2014-01-17 / Front Page

SigCoE Network Battle Lab wins TRADOC Capability Developer of the Year award

By Sgt. 1st Class Kelly Jo Bridgwater
Fort Gordon Public Affairs Office

A team of signaleers assigned to the U.S. Army Signal Center of Excellence has won the U.S. Army Training and Doctrine Command’s Capability Developer of the Year team award for significant contributions to the Army’s ability to provide support to civil authorities in times of crisis.

The Capability Development Integration Directorate, or CDID, has six divisions who team in defining the Army’s future network requirements, its current network capabilities, and the development of doctrine and material solutions.

“The Signal Center of Excellence CDID-Experimentation Division team designed, developed, and installed direct commercial network access (Internet and telephone) capability for its Regional Hub Node-Experimentation facility as a pilot effort to determine a cost-effective, highly scalable solution -- and associated Tactics, Techniques, and Procedures -- for the Army’s five operational regional hub nodes,” said project lead Eddie Eidson, CDID-ED.

The CDID-ED partners with industry and Army engineering agencies to investigate state-ofthe art network technology; shape the development network capability to meet Army requirements; integrate technology into the Army’s operational network architecture; and assess the operational impact across a wide variety of mission sets.

“ We designed and implemented a suite of equipment that tunnels commercial internet and voice through existing networks,” said Chief Warrant Officer 3 Todd Chesser, officer in charge, CDID-ED RHN-E. “Our goal was to find a low-cost solution for the regional hub nodes to provide commercial Internet service for those units deployed to remote sites”

According to Col. Mike Brownfield, director, CDID-ED, the award-winning capability development project will help support the Army mission in the United States and around the world.

[Entries drawn from a collection]
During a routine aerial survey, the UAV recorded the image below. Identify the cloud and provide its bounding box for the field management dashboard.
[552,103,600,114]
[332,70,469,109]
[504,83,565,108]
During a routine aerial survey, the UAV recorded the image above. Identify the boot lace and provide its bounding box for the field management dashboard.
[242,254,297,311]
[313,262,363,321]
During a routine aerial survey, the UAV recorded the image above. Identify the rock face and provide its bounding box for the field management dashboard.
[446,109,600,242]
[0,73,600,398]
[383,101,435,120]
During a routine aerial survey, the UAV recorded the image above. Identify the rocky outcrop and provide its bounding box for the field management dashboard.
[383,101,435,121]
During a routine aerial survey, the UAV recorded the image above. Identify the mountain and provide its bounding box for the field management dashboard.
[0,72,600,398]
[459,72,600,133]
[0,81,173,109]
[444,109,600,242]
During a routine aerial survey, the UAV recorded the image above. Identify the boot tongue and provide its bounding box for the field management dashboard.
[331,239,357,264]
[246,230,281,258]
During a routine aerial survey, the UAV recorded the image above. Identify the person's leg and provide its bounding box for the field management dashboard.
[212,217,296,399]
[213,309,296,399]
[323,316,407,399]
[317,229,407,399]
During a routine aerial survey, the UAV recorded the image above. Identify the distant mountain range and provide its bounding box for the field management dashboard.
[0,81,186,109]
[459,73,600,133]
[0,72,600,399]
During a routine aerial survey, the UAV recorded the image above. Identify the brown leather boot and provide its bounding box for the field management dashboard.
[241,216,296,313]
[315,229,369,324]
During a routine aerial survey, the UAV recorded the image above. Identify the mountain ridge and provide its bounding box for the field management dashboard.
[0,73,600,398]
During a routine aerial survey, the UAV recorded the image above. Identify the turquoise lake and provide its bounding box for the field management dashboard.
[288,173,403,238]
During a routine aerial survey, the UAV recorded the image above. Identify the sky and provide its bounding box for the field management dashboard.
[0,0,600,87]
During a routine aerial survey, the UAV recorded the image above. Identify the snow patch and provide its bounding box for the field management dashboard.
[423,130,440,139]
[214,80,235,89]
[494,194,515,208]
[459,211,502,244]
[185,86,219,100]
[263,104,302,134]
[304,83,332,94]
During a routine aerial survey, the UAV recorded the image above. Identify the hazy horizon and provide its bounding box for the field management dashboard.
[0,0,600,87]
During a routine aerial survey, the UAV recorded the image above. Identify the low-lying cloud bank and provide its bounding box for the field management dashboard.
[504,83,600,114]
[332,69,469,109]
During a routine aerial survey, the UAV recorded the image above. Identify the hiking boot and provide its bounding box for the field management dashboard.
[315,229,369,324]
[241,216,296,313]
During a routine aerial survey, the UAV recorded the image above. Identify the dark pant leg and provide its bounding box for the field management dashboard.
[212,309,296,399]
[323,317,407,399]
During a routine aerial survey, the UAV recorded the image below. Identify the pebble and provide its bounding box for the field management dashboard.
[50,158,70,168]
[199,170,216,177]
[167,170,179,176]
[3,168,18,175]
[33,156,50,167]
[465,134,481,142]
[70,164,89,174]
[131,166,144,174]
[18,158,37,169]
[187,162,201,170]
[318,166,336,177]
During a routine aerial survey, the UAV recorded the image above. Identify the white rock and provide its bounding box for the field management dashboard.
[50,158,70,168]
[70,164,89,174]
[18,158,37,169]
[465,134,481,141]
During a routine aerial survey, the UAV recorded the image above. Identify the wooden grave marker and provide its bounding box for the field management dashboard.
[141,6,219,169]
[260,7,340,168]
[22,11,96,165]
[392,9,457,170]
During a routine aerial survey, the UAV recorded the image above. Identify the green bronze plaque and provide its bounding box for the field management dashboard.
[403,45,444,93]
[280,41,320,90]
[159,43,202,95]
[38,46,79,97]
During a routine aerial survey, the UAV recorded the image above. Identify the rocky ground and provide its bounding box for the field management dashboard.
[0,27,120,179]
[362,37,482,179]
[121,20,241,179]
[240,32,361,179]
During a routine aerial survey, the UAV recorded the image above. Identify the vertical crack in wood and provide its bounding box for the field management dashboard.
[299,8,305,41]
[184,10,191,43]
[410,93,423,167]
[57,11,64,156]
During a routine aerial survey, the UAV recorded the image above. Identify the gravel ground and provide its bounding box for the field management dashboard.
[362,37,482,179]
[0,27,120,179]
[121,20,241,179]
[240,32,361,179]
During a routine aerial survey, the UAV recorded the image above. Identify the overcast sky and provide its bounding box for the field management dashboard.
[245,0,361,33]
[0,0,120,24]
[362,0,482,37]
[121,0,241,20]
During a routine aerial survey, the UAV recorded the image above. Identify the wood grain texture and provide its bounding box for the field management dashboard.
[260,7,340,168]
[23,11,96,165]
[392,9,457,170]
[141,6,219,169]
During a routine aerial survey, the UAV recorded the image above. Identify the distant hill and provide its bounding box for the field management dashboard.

==

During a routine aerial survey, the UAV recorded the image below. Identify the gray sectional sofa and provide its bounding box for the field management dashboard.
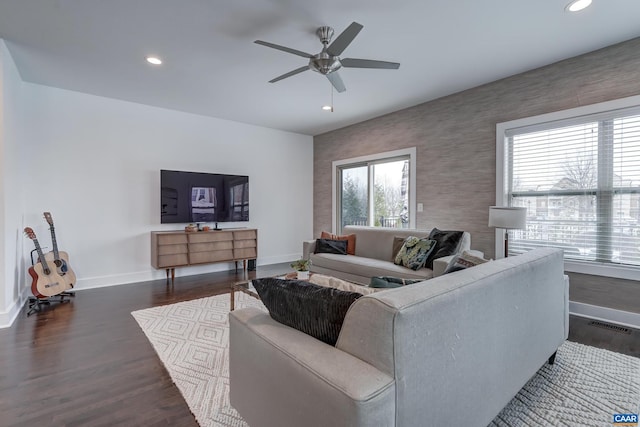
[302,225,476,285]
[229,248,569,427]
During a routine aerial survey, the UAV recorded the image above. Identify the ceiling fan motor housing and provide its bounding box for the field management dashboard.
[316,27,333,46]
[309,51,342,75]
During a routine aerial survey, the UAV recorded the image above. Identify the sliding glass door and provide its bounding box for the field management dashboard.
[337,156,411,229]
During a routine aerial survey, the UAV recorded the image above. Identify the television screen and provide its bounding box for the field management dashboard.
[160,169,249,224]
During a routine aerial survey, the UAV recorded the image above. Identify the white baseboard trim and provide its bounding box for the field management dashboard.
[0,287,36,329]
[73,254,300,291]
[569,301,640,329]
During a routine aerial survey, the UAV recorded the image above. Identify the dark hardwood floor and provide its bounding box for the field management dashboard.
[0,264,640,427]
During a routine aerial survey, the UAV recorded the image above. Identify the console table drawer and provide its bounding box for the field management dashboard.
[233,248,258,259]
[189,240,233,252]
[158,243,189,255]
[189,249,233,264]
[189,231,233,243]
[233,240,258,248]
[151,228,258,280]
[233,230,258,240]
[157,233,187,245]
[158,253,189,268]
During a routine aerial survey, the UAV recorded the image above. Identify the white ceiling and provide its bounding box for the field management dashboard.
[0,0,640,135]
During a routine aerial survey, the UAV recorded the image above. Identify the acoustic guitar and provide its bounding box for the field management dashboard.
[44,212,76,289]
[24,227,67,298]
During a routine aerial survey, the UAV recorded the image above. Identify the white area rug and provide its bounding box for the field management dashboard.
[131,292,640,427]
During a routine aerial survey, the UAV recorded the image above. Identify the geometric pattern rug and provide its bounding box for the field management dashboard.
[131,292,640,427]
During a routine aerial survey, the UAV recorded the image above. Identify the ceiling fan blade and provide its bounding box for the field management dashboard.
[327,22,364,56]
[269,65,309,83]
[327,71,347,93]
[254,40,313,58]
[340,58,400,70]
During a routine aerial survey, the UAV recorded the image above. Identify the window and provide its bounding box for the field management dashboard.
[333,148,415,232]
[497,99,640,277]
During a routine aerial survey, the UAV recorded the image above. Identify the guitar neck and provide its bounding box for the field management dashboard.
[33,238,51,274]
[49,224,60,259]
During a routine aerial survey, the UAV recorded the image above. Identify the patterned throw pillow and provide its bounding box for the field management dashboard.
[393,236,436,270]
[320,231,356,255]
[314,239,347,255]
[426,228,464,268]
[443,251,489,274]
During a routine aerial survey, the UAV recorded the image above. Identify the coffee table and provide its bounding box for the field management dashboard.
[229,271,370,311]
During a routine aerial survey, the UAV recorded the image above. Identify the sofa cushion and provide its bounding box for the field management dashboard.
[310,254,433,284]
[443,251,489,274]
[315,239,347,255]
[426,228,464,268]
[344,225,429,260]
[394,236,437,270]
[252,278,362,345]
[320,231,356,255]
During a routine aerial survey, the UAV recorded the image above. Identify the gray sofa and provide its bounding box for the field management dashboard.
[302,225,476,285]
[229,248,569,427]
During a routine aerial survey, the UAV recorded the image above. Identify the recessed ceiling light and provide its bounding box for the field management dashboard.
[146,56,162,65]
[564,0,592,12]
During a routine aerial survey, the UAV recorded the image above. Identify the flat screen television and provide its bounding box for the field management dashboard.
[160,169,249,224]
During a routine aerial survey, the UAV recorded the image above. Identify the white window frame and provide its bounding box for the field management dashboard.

▸ **EXERCISE INSTRUCTIONS**: Reproduce, word for word, the part of the Signal Center award article starting with "2014-01-17 / Front" and going on through "and material solutions.". Rely only on the text for this work.

▸ **EXPECTED ANSWER**:
2014-01-17 / Front Page

SigCoE Network Battle Lab wins TRADOC Capability Developer of the Year award

By Sgt. 1st Class Kelly Jo Bridgwater
Fort Gordon Public Affairs Office

A team of signaleers assigned to the U.S. Army Signal Center of Excellence has won the U.S. Army Training and Doctrine Command’s Capability Developer of the Year team award for significant contributions to the Army’s ability to provide support to civil authorities in times of crisis.

The Capability Development Integration Directorate, or CDID, has six divisions who team in defining the Army’s future network requirements, its current network capabilities, and the development of doctrine and material solutions.